In the listing below, how many lines contain the string "capped" with its capitalization matched? Reply with the number only.

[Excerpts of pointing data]
########
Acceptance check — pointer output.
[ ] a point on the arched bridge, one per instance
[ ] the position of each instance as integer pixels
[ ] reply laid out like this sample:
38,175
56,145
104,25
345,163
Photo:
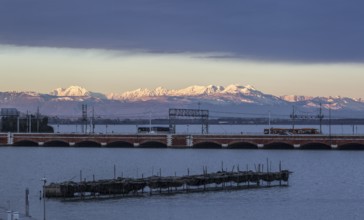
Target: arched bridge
181,141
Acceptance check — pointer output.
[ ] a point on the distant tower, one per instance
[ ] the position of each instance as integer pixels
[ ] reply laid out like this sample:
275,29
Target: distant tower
84,118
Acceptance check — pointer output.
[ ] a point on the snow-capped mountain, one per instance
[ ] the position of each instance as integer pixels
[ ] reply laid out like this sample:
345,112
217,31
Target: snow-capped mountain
76,91
232,98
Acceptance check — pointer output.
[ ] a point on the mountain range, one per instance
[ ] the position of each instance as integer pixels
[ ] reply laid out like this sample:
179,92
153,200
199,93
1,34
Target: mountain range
229,101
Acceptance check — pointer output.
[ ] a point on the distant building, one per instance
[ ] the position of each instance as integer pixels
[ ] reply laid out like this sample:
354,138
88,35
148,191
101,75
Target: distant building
9,112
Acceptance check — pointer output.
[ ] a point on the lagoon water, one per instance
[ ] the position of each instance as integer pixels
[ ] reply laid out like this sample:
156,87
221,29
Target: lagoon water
326,184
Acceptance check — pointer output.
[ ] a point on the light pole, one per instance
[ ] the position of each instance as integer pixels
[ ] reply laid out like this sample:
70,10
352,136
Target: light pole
44,182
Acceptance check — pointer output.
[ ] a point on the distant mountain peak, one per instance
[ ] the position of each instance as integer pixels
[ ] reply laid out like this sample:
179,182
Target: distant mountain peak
71,91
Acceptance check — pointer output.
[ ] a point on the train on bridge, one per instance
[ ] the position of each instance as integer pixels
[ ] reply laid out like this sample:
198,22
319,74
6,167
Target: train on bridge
148,140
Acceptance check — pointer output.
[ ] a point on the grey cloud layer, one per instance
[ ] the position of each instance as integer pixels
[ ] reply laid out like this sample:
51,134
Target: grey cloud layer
284,30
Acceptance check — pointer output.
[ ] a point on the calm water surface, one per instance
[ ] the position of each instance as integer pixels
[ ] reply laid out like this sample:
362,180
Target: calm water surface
325,184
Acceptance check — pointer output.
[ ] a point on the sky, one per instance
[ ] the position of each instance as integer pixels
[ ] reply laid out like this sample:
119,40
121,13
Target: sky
311,47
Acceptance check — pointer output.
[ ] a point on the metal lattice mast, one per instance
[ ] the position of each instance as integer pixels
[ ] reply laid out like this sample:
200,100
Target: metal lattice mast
202,115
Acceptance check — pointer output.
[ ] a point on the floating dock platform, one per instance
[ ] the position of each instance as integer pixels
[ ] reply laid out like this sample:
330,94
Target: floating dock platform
158,185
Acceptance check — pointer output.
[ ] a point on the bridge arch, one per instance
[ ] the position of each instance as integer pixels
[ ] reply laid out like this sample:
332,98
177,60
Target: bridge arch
351,146
278,146
26,143
120,144
315,146
88,144
207,145
56,143
242,145
153,144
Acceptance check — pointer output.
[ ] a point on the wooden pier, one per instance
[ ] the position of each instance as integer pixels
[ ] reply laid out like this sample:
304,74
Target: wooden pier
158,185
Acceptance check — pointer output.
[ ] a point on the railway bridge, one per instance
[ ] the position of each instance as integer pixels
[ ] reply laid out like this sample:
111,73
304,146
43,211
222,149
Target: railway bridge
347,142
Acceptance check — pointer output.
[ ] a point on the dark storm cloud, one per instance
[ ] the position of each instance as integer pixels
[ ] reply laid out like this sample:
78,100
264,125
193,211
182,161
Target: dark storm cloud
284,30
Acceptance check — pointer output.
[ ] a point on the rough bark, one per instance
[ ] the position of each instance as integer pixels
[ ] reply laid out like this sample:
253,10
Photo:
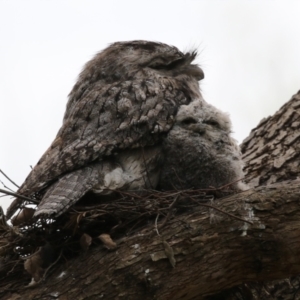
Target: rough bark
272,154
272,150
210,257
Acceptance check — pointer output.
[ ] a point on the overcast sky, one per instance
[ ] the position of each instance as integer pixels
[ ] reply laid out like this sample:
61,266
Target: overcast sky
249,51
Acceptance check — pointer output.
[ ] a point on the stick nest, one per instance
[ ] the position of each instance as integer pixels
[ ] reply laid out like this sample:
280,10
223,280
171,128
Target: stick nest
90,221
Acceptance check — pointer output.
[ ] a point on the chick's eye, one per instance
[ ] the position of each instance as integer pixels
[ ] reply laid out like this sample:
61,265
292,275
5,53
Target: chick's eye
211,122
189,121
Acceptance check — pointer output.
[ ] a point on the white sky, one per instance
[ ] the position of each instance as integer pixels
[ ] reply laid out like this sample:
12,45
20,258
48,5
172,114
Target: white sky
249,51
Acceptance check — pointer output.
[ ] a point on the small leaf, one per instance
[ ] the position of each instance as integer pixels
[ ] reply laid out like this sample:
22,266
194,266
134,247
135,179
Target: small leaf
107,241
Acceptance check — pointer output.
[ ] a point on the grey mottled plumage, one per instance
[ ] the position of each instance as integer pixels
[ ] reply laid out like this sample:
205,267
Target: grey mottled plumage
135,119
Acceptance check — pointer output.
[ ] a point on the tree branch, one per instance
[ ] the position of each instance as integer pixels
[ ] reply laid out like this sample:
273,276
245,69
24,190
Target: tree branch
209,257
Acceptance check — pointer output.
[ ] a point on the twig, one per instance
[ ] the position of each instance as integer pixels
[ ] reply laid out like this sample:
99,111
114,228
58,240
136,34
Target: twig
222,211
9,178
156,229
168,215
6,187
18,196
54,263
########
- Solution to the exercise
2